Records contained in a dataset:
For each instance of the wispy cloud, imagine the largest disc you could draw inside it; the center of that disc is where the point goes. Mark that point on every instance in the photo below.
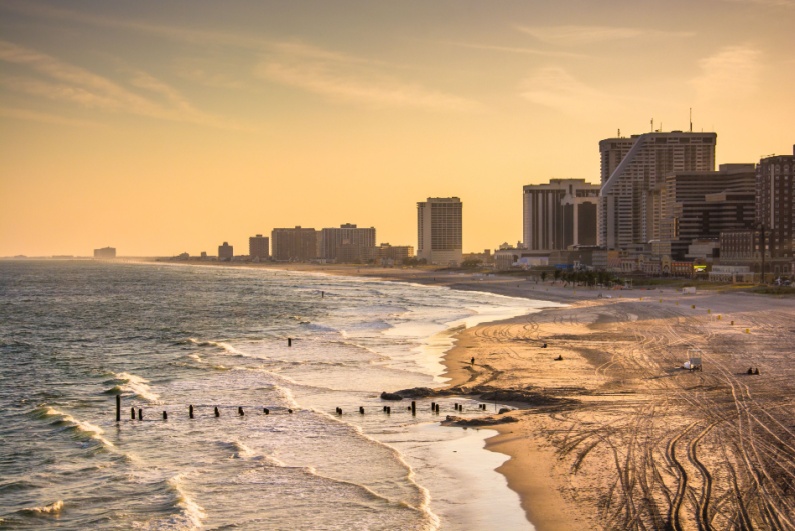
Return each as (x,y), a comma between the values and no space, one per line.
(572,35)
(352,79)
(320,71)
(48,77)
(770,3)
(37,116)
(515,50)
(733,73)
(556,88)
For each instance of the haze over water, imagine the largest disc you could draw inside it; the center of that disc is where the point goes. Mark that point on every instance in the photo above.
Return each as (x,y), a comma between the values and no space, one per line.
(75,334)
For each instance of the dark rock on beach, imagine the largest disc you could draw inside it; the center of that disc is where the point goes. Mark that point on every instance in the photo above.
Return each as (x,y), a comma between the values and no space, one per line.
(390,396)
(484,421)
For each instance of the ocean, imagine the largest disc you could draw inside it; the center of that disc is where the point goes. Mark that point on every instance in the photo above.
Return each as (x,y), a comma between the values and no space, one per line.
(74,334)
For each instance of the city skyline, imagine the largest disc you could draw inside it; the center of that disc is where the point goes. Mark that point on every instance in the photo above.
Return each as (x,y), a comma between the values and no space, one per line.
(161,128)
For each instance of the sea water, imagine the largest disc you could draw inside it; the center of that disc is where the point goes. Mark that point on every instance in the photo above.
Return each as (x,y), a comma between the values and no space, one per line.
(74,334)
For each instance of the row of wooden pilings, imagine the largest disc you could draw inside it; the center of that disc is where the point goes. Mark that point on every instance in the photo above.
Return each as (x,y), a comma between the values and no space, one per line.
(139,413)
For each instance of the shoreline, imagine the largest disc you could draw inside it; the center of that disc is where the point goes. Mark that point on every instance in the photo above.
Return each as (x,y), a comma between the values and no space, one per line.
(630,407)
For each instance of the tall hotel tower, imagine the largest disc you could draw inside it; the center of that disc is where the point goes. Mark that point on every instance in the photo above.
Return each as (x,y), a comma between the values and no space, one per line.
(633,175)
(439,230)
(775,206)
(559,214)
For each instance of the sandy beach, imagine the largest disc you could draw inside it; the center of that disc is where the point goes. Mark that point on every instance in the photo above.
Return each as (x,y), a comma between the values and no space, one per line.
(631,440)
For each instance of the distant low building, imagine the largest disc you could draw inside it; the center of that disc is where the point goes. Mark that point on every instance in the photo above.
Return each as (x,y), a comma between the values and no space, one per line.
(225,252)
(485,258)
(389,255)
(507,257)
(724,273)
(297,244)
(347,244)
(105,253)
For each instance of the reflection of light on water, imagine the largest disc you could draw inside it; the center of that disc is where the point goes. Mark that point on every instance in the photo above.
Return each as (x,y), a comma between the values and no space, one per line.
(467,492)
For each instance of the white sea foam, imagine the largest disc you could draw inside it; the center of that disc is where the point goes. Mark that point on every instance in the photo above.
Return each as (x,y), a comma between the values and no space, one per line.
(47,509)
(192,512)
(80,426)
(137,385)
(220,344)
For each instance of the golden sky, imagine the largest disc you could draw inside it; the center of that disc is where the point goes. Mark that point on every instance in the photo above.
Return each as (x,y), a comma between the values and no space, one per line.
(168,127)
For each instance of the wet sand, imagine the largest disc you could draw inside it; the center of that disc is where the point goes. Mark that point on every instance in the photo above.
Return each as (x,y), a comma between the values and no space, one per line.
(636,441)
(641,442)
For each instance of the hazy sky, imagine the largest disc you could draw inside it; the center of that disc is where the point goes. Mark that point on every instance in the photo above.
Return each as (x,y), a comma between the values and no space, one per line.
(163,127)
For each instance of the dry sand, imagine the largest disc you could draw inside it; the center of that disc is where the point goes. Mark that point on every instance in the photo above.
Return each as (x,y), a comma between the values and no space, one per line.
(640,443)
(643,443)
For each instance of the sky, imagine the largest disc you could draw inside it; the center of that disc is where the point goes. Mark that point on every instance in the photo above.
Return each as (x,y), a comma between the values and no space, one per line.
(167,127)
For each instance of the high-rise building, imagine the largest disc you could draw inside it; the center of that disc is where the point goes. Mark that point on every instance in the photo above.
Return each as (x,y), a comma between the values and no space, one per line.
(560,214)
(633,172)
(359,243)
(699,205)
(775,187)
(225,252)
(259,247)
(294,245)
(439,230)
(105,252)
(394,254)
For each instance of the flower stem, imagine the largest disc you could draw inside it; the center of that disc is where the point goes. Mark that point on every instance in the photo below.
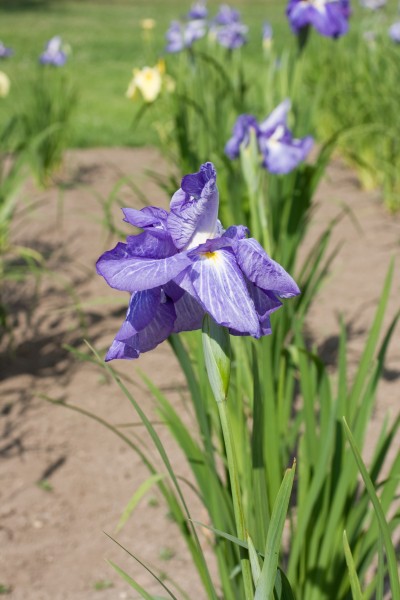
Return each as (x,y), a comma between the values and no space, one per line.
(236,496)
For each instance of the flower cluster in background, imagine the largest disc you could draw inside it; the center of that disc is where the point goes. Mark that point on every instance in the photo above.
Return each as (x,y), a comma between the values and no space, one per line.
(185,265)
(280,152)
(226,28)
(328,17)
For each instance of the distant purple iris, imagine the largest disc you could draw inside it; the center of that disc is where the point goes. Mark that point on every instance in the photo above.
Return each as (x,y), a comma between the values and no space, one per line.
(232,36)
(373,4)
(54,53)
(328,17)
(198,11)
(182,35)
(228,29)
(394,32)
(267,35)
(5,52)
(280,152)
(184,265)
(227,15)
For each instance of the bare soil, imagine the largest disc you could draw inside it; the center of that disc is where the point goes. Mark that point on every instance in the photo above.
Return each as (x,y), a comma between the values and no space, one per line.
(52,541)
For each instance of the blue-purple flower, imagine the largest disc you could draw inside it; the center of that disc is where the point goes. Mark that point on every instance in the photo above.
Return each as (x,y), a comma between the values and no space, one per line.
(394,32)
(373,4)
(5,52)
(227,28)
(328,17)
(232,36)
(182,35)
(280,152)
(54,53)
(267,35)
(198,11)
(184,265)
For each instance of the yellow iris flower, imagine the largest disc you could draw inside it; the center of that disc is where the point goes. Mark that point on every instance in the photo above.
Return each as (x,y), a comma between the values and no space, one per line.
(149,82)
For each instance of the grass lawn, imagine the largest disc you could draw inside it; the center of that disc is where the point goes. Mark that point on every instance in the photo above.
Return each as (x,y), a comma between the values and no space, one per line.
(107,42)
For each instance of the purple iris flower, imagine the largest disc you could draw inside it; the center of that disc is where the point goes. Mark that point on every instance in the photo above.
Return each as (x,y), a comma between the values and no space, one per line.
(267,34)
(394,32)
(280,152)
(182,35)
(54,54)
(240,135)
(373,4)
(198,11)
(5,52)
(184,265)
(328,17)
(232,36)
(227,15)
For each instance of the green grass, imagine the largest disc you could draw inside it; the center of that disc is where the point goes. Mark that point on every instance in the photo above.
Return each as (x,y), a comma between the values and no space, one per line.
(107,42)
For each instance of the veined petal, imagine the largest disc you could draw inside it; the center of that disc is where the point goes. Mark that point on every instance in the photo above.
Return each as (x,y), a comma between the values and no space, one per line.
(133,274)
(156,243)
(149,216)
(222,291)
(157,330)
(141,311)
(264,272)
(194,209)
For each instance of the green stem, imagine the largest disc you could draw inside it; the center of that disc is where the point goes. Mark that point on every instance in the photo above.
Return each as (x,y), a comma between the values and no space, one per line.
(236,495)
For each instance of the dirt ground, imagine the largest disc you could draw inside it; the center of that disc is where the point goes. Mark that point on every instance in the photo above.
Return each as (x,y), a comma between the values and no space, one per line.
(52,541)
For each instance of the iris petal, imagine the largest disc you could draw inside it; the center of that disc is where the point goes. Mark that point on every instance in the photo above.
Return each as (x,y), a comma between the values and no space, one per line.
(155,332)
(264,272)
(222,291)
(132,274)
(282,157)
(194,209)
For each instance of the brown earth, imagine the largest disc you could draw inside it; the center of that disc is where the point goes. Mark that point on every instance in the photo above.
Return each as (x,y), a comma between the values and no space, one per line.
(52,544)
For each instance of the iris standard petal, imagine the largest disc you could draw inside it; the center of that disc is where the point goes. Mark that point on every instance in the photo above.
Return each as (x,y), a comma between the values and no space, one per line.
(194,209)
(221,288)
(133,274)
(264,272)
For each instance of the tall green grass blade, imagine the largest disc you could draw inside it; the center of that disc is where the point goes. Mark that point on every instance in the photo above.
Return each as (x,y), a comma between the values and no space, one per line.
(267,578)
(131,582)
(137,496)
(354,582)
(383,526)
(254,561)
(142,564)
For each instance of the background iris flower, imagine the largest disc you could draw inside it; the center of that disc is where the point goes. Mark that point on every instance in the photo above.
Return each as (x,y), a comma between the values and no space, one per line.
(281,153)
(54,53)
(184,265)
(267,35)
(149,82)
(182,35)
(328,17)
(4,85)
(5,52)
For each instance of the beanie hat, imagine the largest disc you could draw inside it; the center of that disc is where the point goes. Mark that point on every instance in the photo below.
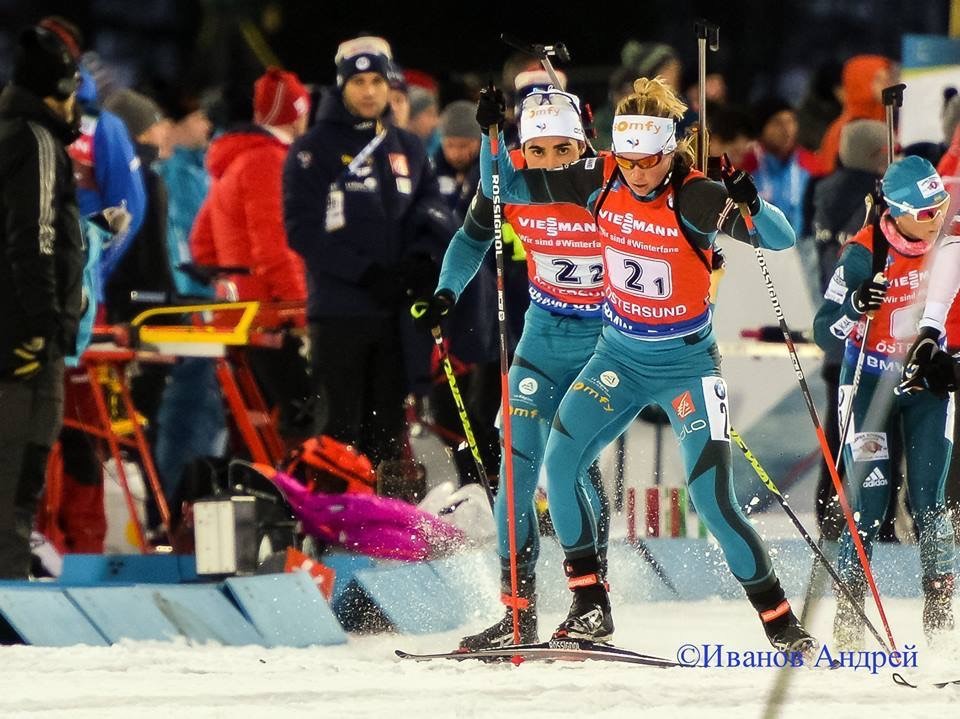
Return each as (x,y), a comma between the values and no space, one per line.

__What to work on__. Substitute "biggest circle" for "largest disc" throughout the lines of the listing running from the line containing "For each instance of the iris standard" through the end of the listing, changing nothing else. Give only those lines, and leave the pictures out.

__Result of the exercise__.
For each instance of the iris standard petal, imagine the biggest circle you could draw inside it; the center of that disc is where the point goes. Mark that point on every instance in the photo above.
Return each as (x,y), a comma between the values and no space, one per line.
(194,209)
(221,288)
(133,274)
(264,272)
For each instance of the tall green grass blade, imagine the biggest circle you could draw inside it; the center of that disc is where the point goes. Mark that point on every instance in the photo above.
Return each as (x,y), a comma between the values and no space, one per line.
(267,578)
(131,582)
(137,496)
(354,582)
(383,526)
(254,561)
(142,564)
For each instance of the background iris flower, imagine the biggest circle you could draw inside it; the center of that disc is where the point goes. Mark that point on every instance in the photo above.
Return each as (x,y), a comma between the values and no space, one per line.
(281,153)
(54,53)
(184,265)
(267,35)
(149,82)
(182,35)
(328,17)
(4,85)
(5,52)
For each instance of the beanie hat, imagine the biggest circle you could draw inside it; the center of that disc is where the point goes. Mark that point on every instance in the photo below.
Return each as (x,y), a comma between the values and no space, one per line.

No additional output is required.